Foi na avenida Almirante Barroso que tive minha primeira
experiência como manifestante. Na ocasião, há cerca de 15 anos atrás, eu
enquanto estudante o como centenas de outras/os pelo grêmio estudantil do então
Colégio Pedro Amazonas Pedroso (CEPAP aos mais saudosos) para engrossarmos as
fileiras do MST quando fazia um ou dois anos do Massacre de Eldorado do Carajás.
Não lembro de muitos detalhes, mas recordo que mulheres, homens e crianças
marchavam já há dias para acampar em São Brás , na histórica praça do Operário.
Não sai da minha memória também que as pessoas a frente
desse grêmio eram ligadas ao PSTU, e que me senti muito bem acolhido pelas
pessoas em marcha.
Rostos simples de gente que eu via na TV como baderneiros e
que se preocupavam o tempo todo se os estudantes tinham sede, se estavam bem. Choveu naquele
dia, assim como ontem, quando caminhei pela mão inversa da Almirante que já não
é a mesma. Gritei por coisas parecidas com as que gritei outrora (Passe Livre
para estudantes, por exemplo). Se foi histórico pra mim caminhar ao lado do MST
em minha primeira passeata, foi histórico para o mundo a data de ontem: 17 de
junho.

LISTA DE DADOS:
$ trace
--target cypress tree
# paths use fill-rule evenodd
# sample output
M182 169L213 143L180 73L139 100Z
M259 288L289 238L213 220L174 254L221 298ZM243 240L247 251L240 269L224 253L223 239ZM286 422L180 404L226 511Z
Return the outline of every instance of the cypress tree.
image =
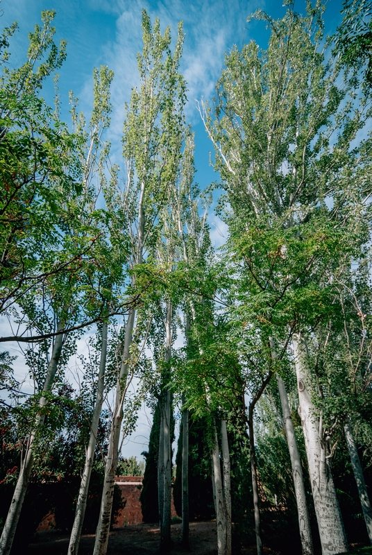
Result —
M214 516L211 481L210 453L205 436L205 418L193 420L189 429L189 511L191 520L210 520ZM182 515L182 422L177 445L174 488L174 506Z
M153 413L153 425L149 441L149 451L142 453L146 458L146 468L140 496L144 522L159 522L158 505L158 457L159 455L159 436L160 432L160 407L159 403ZM171 438L174 438L174 417L171 415Z

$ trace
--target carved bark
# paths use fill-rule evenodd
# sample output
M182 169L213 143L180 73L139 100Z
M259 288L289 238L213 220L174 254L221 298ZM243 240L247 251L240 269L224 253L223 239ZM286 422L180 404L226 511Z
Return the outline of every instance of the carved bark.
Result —
M346 424L345 424L344 430L350 458L351 459L353 472L354 472L355 481L357 482L360 504L362 505L362 510L363 511L363 516L364 517L364 522L367 528L368 537L369 538L369 543L372 545L372 507L371 506L371 502L368 495L364 477L363 476L363 471L360 464L357 445L354 439L354 434L353 434L353 429L350 422L347 422Z
M103 395L105 391L105 371L106 367L107 355L107 332L108 325L104 322L102 325L102 346L101 350L101 361L99 364L99 372L98 375L97 395L96 404L93 411L92 424L90 427L90 435L89 443L85 454L85 463L81 478L76 510L75 512L75 519L72 527L71 537L69 545L68 555L77 555L83 522L85 515L87 506L87 500L88 497L89 484L90 481L90 475L93 467L94 459L94 450L97 438L98 427L99 424L99 417L102 410L103 402Z
M280 376L277 375L278 387L280 397L282 411L283 414L283 425L285 430L289 456L291 459L291 466L292 468L293 481L294 484L294 491L296 493L296 501L297 502L297 512L298 514L298 525L300 528L300 536L301 538L303 555L313 555L314 547L312 545L312 533L310 529L310 520L309 511L306 505L306 495L305 493L305 486L303 484L303 476L301 468L301 461L297 448L297 442L294 435L293 422L291 418L291 411L289 403L288 402L288 395L285 389L285 386Z
M336 496L330 468L323 441L321 422L316 416L309 390L309 379L299 345L293 340L300 413L305 436L315 513L321 538L322 555L348 551L344 525Z
M58 325L58 330L59 331L62 329L63 326L62 325ZM46 376L42 388L43 393L46 393L51 388L54 381L54 377L57 371L58 361L60 358L62 345L63 334L60 334L60 335L56 336L51 358L48 364ZM45 420L45 413L43 412L42 409L46 404L46 402L47 400L45 397L42 396L39 401L39 412L36 418L35 428L28 438L24 462L20 469L19 476L13 493L12 502L10 503L1 538L0 538L0 554L1 554L1 555L9 555L10 549L12 549L17 525L19 520L24 497L26 495L28 482L30 481L30 477L33 466L33 444L37 431L43 425Z

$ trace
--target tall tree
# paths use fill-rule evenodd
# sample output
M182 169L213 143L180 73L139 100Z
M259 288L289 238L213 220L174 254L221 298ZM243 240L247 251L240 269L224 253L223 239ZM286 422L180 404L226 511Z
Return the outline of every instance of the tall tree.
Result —
M273 244L271 247L267 244L267 250L264 250L259 240L260 234L280 228L285 234L298 234L298 241L303 241L304 235L309 233L308 239L312 242L323 228L324 237L330 239L332 234L339 234L339 244L343 242L346 246L346 237L353 230L356 232L354 237L357 248L361 228L357 231L354 226L356 219L353 220L353 216L363 210L369 198L368 193L363 196L359 185L354 188L350 172L353 168L356 173L355 168L360 163L364 171L366 169L364 164L368 159L362 154L364 146L356 154L350 144L364 124L361 116L367 112L369 99L362 98L357 108L355 82L348 80L347 76L342 87L337 86L342 72L339 60L330 57L326 62L324 53L320 50L323 9L321 2L316 2L314 8L308 6L305 17L289 9L279 21L257 12L256 17L264 19L271 30L267 50L260 50L253 42L244 46L242 52L235 48L227 57L226 69L217 85L214 118L206 108L202 111L215 146L215 166L220 171L229 203L226 218L231 237L235 238L234 250L239 260L243 263L246 261L246 272L255 282L250 291L251 295L253 293L253 302L256 303L256 307L261 302L262 308L267 306L260 315L256 312L256 317L264 318L268 325L271 322L273 331L276 329L279 332L280 321L282 325L286 321L285 316L284 320L281 316L286 313L291 313L291 317L287 319L282 332L286 328L288 330L289 326L294 331L295 325L296 330L303 333L311 325L312 318L319 321L319 314L316 316L313 312L310 316L308 311L310 307L320 307L319 302L313 304L311 297L315 289L312 293L310 289L320 285L320 289L324 291L326 284L327 287L330 284L324 274L329 264L326 261L330 261L330 257L326 242L323 251L318 246L316 253L312 249L307 253L303 243L300 250L298 243L296 252L301 253L300 266L303 270L298 266L294 271L296 254L294 251L289 253L289 242L283 238L281 244L276 244L276 252ZM367 192L366 189L364 192ZM326 201L330 198L332 199L332 205ZM346 216L344 210L348 203L353 207ZM255 229L260 230L257 234ZM242 239L251 232L248 230L255 234L258 242L250 242L244 251L241 248ZM262 273L256 273L252 265L259 250L261 257L266 252L271 261L269 264L271 270L268 268ZM344 261L346 266L350 264L350 250L334 250L332 271L337 273ZM270 284L276 266L278 268L285 259L290 259L291 269L288 268L287 272L277 275L278 288L271 289ZM297 260L299 262L299 259ZM304 304L301 306L299 302L294 309L294 298L298 294L302 296ZM292 295L291 309L285 309L286 299L289 300ZM299 300L297 296L297 301ZM280 305L280 310L284 309L281 316L276 311ZM328 306L330 308L329 303ZM252 316L249 320L254 323ZM261 322L264 323L262 319ZM290 335L289 332L287 338ZM285 339L284 343L287 342ZM303 364L302 368L306 373ZM303 400L303 384L308 382L305 374L301 374L298 384ZM319 418L311 400L314 393L312 391L308 397L309 413L312 414L309 418L312 420L304 418L303 420L309 457L313 448L310 443L322 445L323 441L323 430L319 426L317 436L316 434L310 439L310 422ZM306 411L304 408L304 416ZM314 500L323 553L327 554L344 551L347 545L332 487L330 469L327 463L322 466L323 460L326 463L329 459L322 456L317 465L312 465L309 459L309 465L312 484L314 486L320 480L326 488L314 495ZM326 500L326 491L333 491L330 494L332 503ZM335 523L332 533L326 524L328 520Z
M140 90L134 89L132 92L124 122L125 188L122 191L118 191L117 189L115 191L117 173L114 171L111 188L106 193L108 205L116 214L118 225L120 218L123 218L121 224L128 230L133 287L138 281L140 268L137 266L145 263L144 256L154 239L159 210L165 202L166 191L176 174L185 101L185 85L178 73L183 41L182 26L178 28L174 53L170 49L170 29L167 28L162 35L158 19L155 20L153 29L144 10L142 31L144 48L137 57L141 87ZM104 555L107 551L122 407L126 378L133 364L130 348L135 321L133 309L130 311L126 323L94 555Z

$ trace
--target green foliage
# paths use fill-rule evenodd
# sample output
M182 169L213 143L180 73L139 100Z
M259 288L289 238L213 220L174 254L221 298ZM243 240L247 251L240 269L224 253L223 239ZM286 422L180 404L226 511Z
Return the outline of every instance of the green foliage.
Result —
M135 456L119 459L117 466L118 476L143 476L145 470L144 461L137 461Z
M208 421L205 418L190 418L189 427L189 520L210 520L214 515L212 489L212 468L208 441L205 437ZM182 515L182 434L180 436L176 456L176 480L173 489L174 506Z
M159 434L160 428L160 408L156 405L153 418L153 425L149 441L149 451L143 452L146 458L146 468L140 496L144 522L158 522L159 508L158 505L158 457L159 454Z
M153 417L153 425L149 441L149 451L142 454L146 459L146 467L142 480L140 501L144 522L159 522L158 504L158 460L159 456L159 437L160 429L160 404L156 404ZM174 416L171 413L171 445L174 439Z

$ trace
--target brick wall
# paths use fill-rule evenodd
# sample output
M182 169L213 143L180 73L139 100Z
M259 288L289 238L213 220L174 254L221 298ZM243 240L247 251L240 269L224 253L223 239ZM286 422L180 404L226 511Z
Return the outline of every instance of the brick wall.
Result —
M142 476L116 476L115 484L121 490L121 495L126 501L125 507L119 513L115 528L119 528L126 524L140 524L142 522L142 511L140 495L142 486ZM171 516L176 516L173 495L171 506ZM37 527L37 531L49 530L54 524L54 515L49 513L44 518Z
M142 485L142 477L140 476L117 476L115 483L121 490L121 495L126 501L125 507L120 511L115 528L126 524L140 524L142 522L142 511L140 495ZM171 516L176 516L173 495L171 506Z

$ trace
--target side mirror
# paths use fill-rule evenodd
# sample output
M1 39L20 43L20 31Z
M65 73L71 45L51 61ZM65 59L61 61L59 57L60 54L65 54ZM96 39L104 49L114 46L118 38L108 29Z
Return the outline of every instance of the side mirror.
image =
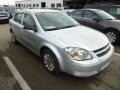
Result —
M93 20L96 21L96 23L100 21L98 18L93 18Z

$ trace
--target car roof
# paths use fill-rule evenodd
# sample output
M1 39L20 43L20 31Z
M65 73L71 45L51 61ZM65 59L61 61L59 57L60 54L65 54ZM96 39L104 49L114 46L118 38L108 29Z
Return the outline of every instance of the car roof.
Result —
M103 10L100 10L100 9L78 9L78 10L75 10L75 11L79 11L79 10L90 10L90 11L103 11Z
M58 10L52 9L22 9L18 12L30 12L30 13L37 13L37 12L59 12Z

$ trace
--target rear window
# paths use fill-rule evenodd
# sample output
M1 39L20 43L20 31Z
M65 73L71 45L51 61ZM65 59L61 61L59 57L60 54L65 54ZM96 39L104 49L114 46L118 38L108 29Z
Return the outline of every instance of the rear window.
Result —
M22 17L23 17L23 14L22 14L22 13L17 13L17 14L15 14L15 16L14 16L14 21L16 21L16 22L18 22L18 23L21 24Z

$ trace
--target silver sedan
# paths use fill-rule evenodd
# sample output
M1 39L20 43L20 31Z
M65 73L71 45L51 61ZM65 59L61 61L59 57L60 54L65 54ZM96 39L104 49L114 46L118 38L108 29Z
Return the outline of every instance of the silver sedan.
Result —
M19 11L10 20L10 32L13 43L20 42L41 56L52 74L95 75L110 64L114 53L104 34L56 10Z

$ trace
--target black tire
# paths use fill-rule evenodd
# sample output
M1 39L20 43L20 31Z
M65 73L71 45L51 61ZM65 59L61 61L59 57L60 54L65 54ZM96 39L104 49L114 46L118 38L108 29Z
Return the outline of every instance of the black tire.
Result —
M117 30L109 29L105 31L105 34L112 44L117 44L120 42L120 33Z
M46 57L46 55L50 55L50 61L49 61L49 63L51 63L51 61L53 63L54 68L51 69L51 70L49 69L50 67L48 68L47 64L45 63L45 57ZM51 50L45 49L42 52L42 56L41 57L42 57L42 60L43 60L44 67L46 68L46 70L48 72L50 72L52 74L55 74L55 75L60 73L60 66L59 66L59 63L58 63L58 59L56 58L55 54Z
M11 33L11 41L12 41L14 44L18 44L18 41L17 41L17 39L16 39L16 37L15 37L14 32L13 32L13 31L10 31L10 33Z

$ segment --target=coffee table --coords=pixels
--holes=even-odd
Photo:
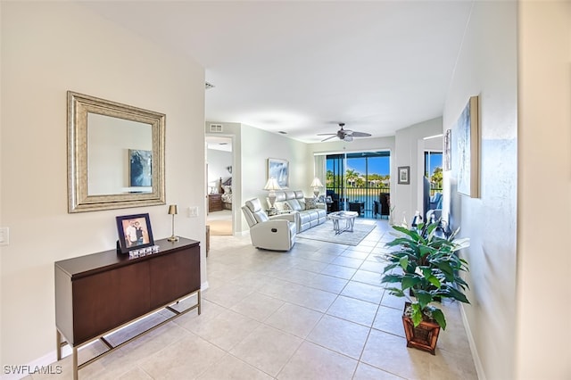
[[[353,227],[355,226],[355,218],[359,216],[359,212],[356,211],[336,211],[331,212],[327,215],[327,218],[333,221],[333,230],[335,235],[343,234],[345,231],[353,232]],[[339,227],[339,220],[345,221],[344,228]]]

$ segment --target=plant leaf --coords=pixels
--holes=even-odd
[[[402,268],[404,270],[407,270],[407,267],[409,266],[409,257],[408,256],[401,257],[400,260],[400,264],[401,264],[401,268]]]

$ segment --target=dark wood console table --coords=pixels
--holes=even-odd
[[[78,370],[180,315],[200,308],[199,242],[179,238],[155,242],[159,252],[129,259],[116,250],[56,261],[55,326],[57,359],[72,348],[73,378]],[[196,304],[182,310],[170,305],[196,293]],[[160,310],[173,316],[113,346],[104,335]],[[62,341],[62,338],[65,341]],[[78,365],[78,349],[100,339],[109,350]]]

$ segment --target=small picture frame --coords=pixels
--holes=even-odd
[[[289,162],[286,160],[268,159],[268,179],[276,178],[282,188],[289,186]]]
[[[410,166],[399,166],[399,185],[410,185]]]
[[[123,215],[115,218],[121,253],[154,245],[149,214]]]

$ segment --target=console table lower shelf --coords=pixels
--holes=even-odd
[[[145,334],[194,309],[200,315],[199,242],[180,238],[155,244],[158,253],[136,259],[113,250],[55,262],[57,359],[69,345],[74,380],[82,368]],[[186,299],[193,303],[178,308]],[[123,342],[110,342],[118,330],[163,310],[172,315]],[[78,351],[97,340],[108,350],[79,364]]]

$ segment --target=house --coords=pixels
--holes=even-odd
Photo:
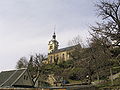
[[[71,59],[71,53],[80,48],[80,45],[74,45],[70,47],[58,49],[59,42],[56,40],[56,34],[54,32],[52,39],[48,43],[48,60],[45,63],[60,63]]]
[[[34,83],[27,69],[2,71],[0,87],[33,87]]]

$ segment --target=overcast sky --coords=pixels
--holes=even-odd
[[[97,0],[0,0],[0,71],[14,69],[20,57],[47,54],[56,26],[60,48],[89,37],[97,21]]]

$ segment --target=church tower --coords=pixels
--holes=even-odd
[[[55,35],[55,32],[54,32],[54,34],[52,36],[52,40],[49,41],[49,43],[48,43],[48,53],[52,53],[52,52],[58,50],[58,46],[59,46],[58,44],[59,43],[56,40],[56,35]]]

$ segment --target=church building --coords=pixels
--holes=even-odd
[[[70,60],[70,53],[74,46],[59,49],[59,42],[56,40],[54,32],[52,39],[48,43],[48,63],[60,63]]]

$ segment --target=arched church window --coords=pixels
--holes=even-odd
[[[52,56],[50,56],[50,63],[52,63]]]
[[[62,59],[63,59],[63,60],[65,59],[65,55],[64,55],[64,53],[62,54]]]

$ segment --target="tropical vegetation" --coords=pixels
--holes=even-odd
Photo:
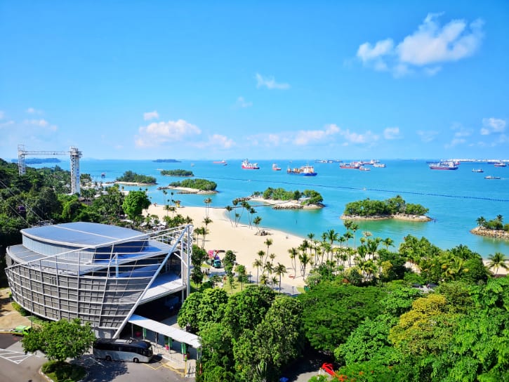
[[[282,187],[272,188],[269,187],[263,192],[255,192],[253,196],[261,196],[269,200],[295,200],[300,201],[303,205],[318,204],[324,201],[324,198],[317,191],[305,190],[303,192],[296,190],[288,191]]]
[[[194,174],[192,173],[192,171],[182,169],[161,170],[161,175],[164,175],[166,176],[194,176]]]
[[[477,220],[477,227],[492,230],[495,231],[509,232],[509,223],[503,223],[502,215],[497,215],[494,219],[486,220],[484,216],[480,216]]]
[[[343,215],[347,216],[391,216],[395,215],[425,215],[428,212],[421,204],[406,203],[402,197],[397,195],[386,200],[364,200],[348,203]]]
[[[153,176],[140,175],[128,170],[124,173],[124,175],[117,178],[117,182],[125,182],[132,183],[141,183],[147,185],[155,185],[157,181]]]
[[[200,191],[215,191],[218,187],[216,182],[206,179],[185,179],[181,182],[173,182],[168,185],[170,187],[183,187],[194,188]]]

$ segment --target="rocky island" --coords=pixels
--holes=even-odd
[[[324,206],[323,197],[313,190],[301,192],[270,187],[263,192],[253,192],[249,199],[270,205],[273,209],[318,209]]]
[[[432,220],[426,216],[428,211],[421,204],[406,203],[402,197],[397,195],[386,200],[371,200],[366,198],[348,203],[341,218],[343,220],[398,219],[426,222]]]

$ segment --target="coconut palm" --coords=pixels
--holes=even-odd
[[[256,227],[256,233],[260,233],[260,223],[262,222],[262,218],[260,216],[256,216],[253,220],[253,223]]]
[[[480,216],[479,218],[477,218],[476,223],[477,223],[478,227],[484,227],[486,225],[486,219],[484,218],[484,216]]]
[[[279,277],[279,293],[281,293],[281,277],[286,273],[286,267],[281,263],[278,263],[274,268],[274,273]]]
[[[383,245],[385,246],[385,248],[387,250],[389,250],[390,246],[394,246],[394,240],[392,240],[390,237],[385,237],[383,241]]]
[[[267,246],[267,253],[265,253],[266,256],[269,256],[269,247],[272,245],[272,239],[267,239],[265,242],[263,242],[263,244]],[[267,258],[265,258],[265,261],[267,261]]]
[[[291,248],[288,250],[288,253],[290,253],[290,259],[291,260],[291,265],[293,268],[293,277],[296,276],[297,273],[297,263],[296,259],[298,256],[298,250],[296,248]]]
[[[498,269],[503,268],[507,270],[509,266],[507,265],[508,258],[501,252],[495,252],[494,255],[488,256],[488,269],[495,268],[495,275],[498,272]]]
[[[228,220],[230,220],[230,224],[233,227],[233,223],[232,223],[232,216],[231,216],[231,212],[233,211],[233,207],[232,206],[226,206],[225,207],[225,209],[228,211]]]
[[[258,283],[258,271],[263,265],[263,264],[262,264],[262,262],[258,258],[255,260],[253,263],[253,266],[256,268],[256,284]]]
[[[204,200],[204,203],[205,203],[205,216],[208,218],[209,209],[210,208],[211,203],[212,203],[212,199],[208,197]]]

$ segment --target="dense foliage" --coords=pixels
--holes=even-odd
[[[182,169],[161,170],[161,175],[164,175],[166,176],[194,176],[194,174],[192,173],[192,171]]]
[[[343,215],[348,216],[390,216],[391,215],[425,215],[429,210],[421,204],[406,203],[399,195],[386,200],[364,200],[348,203]]]
[[[129,218],[135,220],[138,219],[142,211],[150,205],[147,193],[144,191],[129,191],[122,203],[124,211]]]
[[[287,191],[282,187],[272,188],[269,187],[263,192],[255,192],[255,195],[261,195],[263,199],[272,200],[301,200],[303,204],[318,204],[324,201],[324,198],[313,190],[305,190],[302,192],[298,190]]]
[[[90,323],[81,325],[76,318],[46,322],[40,328],[34,328],[21,341],[25,352],[41,350],[48,360],[62,362],[85,354],[95,339]]]
[[[201,191],[215,191],[218,185],[212,180],[206,179],[185,179],[181,182],[173,182],[170,187],[185,187],[186,188],[194,188]]]
[[[130,183],[143,183],[147,185],[157,184],[156,178],[153,176],[141,175],[128,170],[124,173],[121,176],[117,178],[117,182],[127,182]]]
[[[487,230],[509,232],[509,224],[503,223],[502,215],[497,215],[494,219],[487,220],[483,216],[477,218],[477,225]]]

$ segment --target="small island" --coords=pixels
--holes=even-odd
[[[324,208],[324,198],[314,190],[287,191],[284,188],[268,187],[256,191],[249,198],[272,206],[273,209],[317,209]]]
[[[483,216],[480,216],[477,223],[477,226],[470,230],[471,233],[509,240],[509,223],[503,223],[502,215],[498,215],[491,220],[487,220]]]
[[[181,182],[173,182],[167,187],[159,187],[158,190],[178,190],[178,194],[216,194],[218,185],[206,179],[185,179]]]
[[[157,184],[156,178],[153,176],[147,175],[140,175],[131,171],[127,171],[124,173],[122,176],[117,178],[116,183],[122,183],[128,185],[155,185]]]
[[[194,176],[192,171],[187,170],[161,170],[161,175],[164,176]]]
[[[428,209],[421,204],[406,203],[397,195],[386,200],[364,200],[347,204],[341,216],[348,220],[399,219],[410,221],[430,221],[426,216]]]
[[[157,163],[180,163],[180,161],[178,161],[177,159],[155,159],[152,162]]]

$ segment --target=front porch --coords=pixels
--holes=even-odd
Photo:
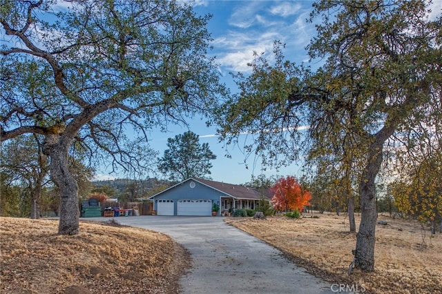
[[[256,209],[259,200],[222,197],[220,211],[221,216],[230,216],[237,209]]]

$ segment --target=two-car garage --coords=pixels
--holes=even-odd
[[[212,201],[210,199],[158,199],[157,214],[158,215],[175,215],[175,204],[177,204],[176,215],[211,215]]]
[[[211,216],[212,201],[209,199],[180,199],[177,215]]]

OBJETIVO 1: Segundo o texto, em que praça os manifestantes marchavam para acampar?
OBJETIVO 2: Reproduza a passagem do texto que vai de "Foi na avenida" até "praça do Operário.", substituindo "manifestante" por "participante".

SOLUÇÃO DO EXERCÍCIO 1: Na histórica praça do Operário, em São Brás.

SOLUÇÃO DO EXERCÍCIO 2:
Foi na avenida Almirante Barroso que tive minha primeira
experiência como participante. Na ocasião, há cerca de 15 anos atrás, eu
enquanto estudante o como centenas de outras/os pelo grêmio estudantil do então
Colégio Pedro Amazonas Pedroso (CEPAP aos mais saudosos) para engrossarmos as
fileiras do MST quando fazia um ou dois anos do Massacre de Eldorado do Carajás.
Não lembro de muitos detalhes, mas recordo que mulheres, homens e crianças
marchavam já há dias para acampar em São Brás , na histórica praça do Operário.